ひとやすみ読書日記(第二版)

最近あんまり読んでませんが

COCO「今日の早川さん 4」

 

今日の早川さん4〔限定版〕

今日の早川さん4〔限定版〕

 

 8年ぶりの単行本、ご祝儀的に(?)限定版をハヤカワオンラインで直買い。考えてみると電子書籍版には「謎の布切れ」なんて付かないもんなーと、思うところで。

でその、8年ぶりの単行本とはいえその間もいろんなところで目にしてきたキャラクターですから、むしろそんなに経ってたっけというほうが意外でありました。さりとてそれらの出張版では尺が足らずにかなりのボリュームを描きおろしての第4巻でありました。まあ、みんないろんなところがちょっとずつ変わってて、(作者も言ってたように)全体的に等身が伸びたり、述流ちゃんはずいぶん大人になったり、岩波さんの双子のお子さんも大きくんまってたりとかまあいろいろ。1巻の頃は2ちゃんねるの名無しネタも飛び交っていたのに、今や時代はSNSとアイコンだ。これもいずれ過去の文明になって行くんだろうなあ…

 

ショートストーリー仕立てになってる19世紀ロンドンの私立探偵話が楽しい。このノリを続けてくれてもいいと思うんですが、どうでしょうかね?「バスカービルの魔犬」ネタとかねー。

(物体指示データセットの行)
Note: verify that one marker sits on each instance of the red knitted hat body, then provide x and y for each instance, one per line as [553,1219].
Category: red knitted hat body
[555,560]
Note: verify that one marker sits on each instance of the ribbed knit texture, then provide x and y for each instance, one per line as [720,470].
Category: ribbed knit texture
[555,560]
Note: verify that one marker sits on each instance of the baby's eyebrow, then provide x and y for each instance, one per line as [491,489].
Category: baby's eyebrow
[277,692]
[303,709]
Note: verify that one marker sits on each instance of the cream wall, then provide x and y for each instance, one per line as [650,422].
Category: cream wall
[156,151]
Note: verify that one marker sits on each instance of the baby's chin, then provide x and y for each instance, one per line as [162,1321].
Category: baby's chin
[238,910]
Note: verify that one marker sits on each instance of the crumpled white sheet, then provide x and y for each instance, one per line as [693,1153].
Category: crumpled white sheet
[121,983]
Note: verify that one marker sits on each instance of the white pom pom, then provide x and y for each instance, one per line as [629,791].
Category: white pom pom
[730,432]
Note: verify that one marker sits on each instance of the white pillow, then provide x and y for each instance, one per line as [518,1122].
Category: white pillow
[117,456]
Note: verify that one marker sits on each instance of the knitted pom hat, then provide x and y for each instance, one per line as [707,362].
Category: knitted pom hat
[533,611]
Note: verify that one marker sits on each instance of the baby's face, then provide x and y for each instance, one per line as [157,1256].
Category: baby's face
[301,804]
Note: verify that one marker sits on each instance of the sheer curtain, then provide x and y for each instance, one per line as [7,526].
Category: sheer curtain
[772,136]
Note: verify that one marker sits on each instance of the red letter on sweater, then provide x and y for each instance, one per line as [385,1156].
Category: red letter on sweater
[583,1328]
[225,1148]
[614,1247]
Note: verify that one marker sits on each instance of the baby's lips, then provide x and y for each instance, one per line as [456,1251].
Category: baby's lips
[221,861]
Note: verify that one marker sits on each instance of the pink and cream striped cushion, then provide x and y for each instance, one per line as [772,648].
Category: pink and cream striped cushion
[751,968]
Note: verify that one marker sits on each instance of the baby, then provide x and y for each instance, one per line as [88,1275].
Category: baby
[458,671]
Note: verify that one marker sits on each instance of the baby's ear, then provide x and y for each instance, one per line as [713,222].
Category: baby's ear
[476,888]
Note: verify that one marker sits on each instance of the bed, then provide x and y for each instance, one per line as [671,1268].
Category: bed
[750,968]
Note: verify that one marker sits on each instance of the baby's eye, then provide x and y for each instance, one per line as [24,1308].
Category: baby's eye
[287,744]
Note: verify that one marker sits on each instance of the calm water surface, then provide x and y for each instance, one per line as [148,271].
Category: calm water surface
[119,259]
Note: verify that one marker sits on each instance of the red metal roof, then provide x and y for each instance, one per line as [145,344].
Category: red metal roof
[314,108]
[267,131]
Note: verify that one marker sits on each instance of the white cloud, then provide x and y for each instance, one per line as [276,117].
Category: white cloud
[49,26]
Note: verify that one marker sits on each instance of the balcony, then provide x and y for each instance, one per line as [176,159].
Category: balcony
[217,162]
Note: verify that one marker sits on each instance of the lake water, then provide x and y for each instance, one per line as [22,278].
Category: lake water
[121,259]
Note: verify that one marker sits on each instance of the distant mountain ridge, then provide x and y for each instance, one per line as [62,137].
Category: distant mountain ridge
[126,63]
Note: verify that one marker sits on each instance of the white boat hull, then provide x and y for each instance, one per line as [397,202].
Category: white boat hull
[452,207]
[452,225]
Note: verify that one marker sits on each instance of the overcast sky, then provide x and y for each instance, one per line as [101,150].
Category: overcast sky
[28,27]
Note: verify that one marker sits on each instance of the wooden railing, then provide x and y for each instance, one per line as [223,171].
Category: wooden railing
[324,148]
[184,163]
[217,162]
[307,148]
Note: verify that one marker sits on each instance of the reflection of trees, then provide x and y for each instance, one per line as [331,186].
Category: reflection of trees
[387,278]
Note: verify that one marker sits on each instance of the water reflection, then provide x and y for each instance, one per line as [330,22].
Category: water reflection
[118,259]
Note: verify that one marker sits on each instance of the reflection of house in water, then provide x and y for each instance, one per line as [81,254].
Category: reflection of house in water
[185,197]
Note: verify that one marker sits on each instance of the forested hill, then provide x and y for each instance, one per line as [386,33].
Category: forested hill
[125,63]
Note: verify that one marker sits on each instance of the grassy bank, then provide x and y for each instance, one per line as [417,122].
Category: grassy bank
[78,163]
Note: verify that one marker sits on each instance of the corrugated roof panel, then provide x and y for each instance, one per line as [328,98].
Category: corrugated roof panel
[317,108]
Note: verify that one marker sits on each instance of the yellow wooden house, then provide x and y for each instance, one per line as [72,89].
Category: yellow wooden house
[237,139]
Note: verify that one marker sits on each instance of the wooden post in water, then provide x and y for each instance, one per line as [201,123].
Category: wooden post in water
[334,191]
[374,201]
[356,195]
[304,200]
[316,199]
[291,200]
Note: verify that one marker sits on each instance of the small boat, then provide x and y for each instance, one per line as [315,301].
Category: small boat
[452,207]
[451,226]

* * *

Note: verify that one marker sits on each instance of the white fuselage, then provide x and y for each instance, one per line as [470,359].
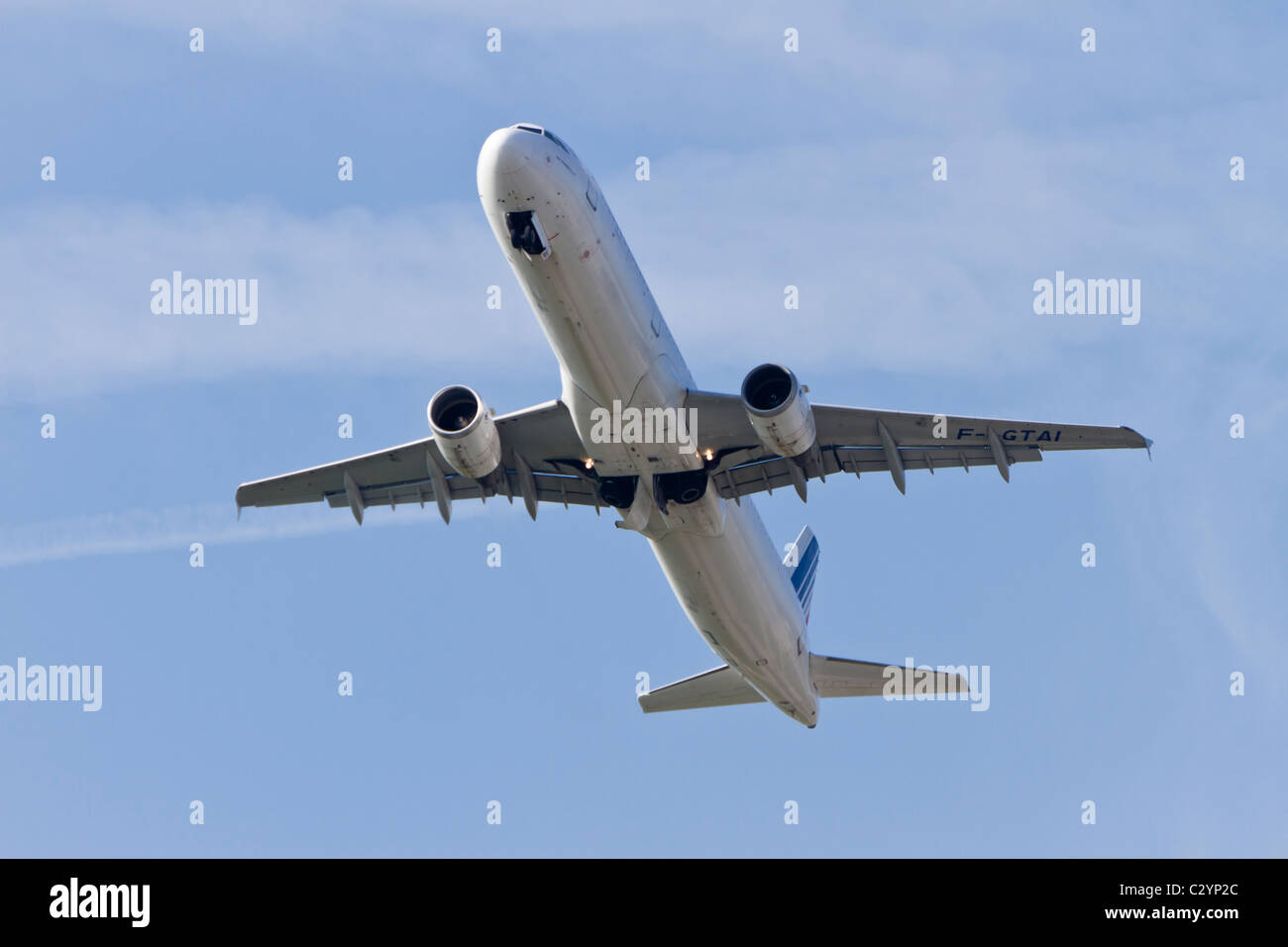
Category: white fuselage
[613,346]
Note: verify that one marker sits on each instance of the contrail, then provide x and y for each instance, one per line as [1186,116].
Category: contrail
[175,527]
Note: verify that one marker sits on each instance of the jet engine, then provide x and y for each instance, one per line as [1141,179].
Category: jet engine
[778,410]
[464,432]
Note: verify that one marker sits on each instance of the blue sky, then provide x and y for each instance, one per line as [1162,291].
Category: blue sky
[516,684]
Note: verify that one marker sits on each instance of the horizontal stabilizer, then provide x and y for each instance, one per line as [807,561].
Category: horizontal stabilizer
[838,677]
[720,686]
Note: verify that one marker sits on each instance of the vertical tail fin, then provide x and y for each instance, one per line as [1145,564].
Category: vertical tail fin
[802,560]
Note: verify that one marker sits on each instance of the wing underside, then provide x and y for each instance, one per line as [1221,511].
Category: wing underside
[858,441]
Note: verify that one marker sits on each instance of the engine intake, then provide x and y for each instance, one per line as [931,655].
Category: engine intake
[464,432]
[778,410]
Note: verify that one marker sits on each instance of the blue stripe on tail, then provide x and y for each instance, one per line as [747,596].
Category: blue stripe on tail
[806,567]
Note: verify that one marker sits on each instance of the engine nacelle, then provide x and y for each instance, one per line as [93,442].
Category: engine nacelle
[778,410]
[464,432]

出題:
**a)** 『今日の早川さん4』の読書日記から、「8年ぶりの単行本、ご祝儀的に」から「ービルの魔犬」ネタとかねー。」までをすべて書き写してください。
**b)** 『今日の早川さん4』の読書日記について答えてください。
(i) 限定版はどこで買ったか。
(ii) 第4巻は何年ぶりの単行本か。
(iii) 楽しいと書かれているショートストーリーは何の話か。
**c)** 『今日の早川さん4』の読書日記の続きを、本文が終わったところから書いてください。

解答:
**a)**
8年ぶりの単行本、ご祝儀的に(?)限定版をハヤカワオンラインで直買い。考えてみると電子書籍版には「謎の布切れ」なんて付かないもんなーと、思うところで。

でその、8年ぶりの単行本とはいえその間もいろんなところで目にしてきたキャラクターですから、むしろそんなに経ってたっけというほうが意外でありました。さりとてそれらの出張版では尺が足らずにかなりのボリュームを描きおろしての第4巻でありました。まあ、みんないろんなところがちょっとずつ変わってて、(作者も言ってたように)全体的に等身が伸びたり、述流ちゃんはずいぶん大人になったり、岩波さんの双子のお子さんも大きくんまってたりとかまあいろいろ。1巻の頃は2ちゃんねるの名無しネタも飛び交っていたのに、今や時代はSNSとアイコンだ。これもいずれ過去の文明になって行くんだろうなあ…

 

ショートストーリー仕立てになってる19世紀ロンドンの私立探偵話が楽しい。このノリを続けてくれてもいいと思うんですが、どうでしょうかね?「バスカービルの魔犬」ネタとかねー。

**b)**
(i) ハヤカワオンライン
(ii) 8年ぶり
(iii) 19世紀ロンドンの私立探偵話

**c)**
しかしこの「布」なにに使うかな?いや、バンダナなんだけどさ(笑)

大森望 日下三蔵編「年刊日本SF傑作選 プロジェクト:シャーロック」

 

 この本をちょうど読もうとしたときに横田順彌氏の訃報を受ける。その業績、後世に与えた影響は限りなく大きい日本SF界の巨星、ご冥福をお祈りします。今巻収録「東京タワーの潜水夫」が遺作ということになるのだろうなあ。これ自体はカミの「ルーフォック・オルモス」シリーズのオマージュというかパスティーシュで、元がホームズ物のパロディ(らしい、未読)で、そこにさらに皿を重ねるものだからそうとう妙な回転をする、ハチャハチャなSFではあった。ではそれが面白かったかと言われるとやー、どうもねーうーむという感じではあり。それに限らず今回はベテラン勢の作品がどうもいまいちというか単に古いというか、どうも合わなかった。その分若手の作品が面白くて小田雅久二の「髪禍」のグロテスクさ、松崎有理「」惑星Xの憂鬱」のほのぼの感、宮内悠介「ディレイ・エフェクト」の喪失から回復に至る流れ、とか、そういうところが良かったなあ。山内悠子「親水性について」はベテラン勢の作品の中ではこれがいちばんお気に入りです。独特で…独特である(2度)

 

そんな中で今回のベストを上げればこれはもう疑いようもなく八島游舷「天駆せよ法勝寺」です。例によってkindle単品売りしてるのね。

 

 「仏教SF」というのもこれが初めてじゃないだろうけど、単語のつくり方、ことばのうまさにとどまらず、小説としてストレートに面白かった。キワモノみたいな印象を受けるかもしれないけれど、極めて真っ当な娯楽作品でした。だからその、巻末解説で「(ある種の)バカSF」って言っちゃうのはどうかなと、思う訳だな。真面目なお話でしょうこれは。

ブッツァーティ「七人の使者・神を見た犬」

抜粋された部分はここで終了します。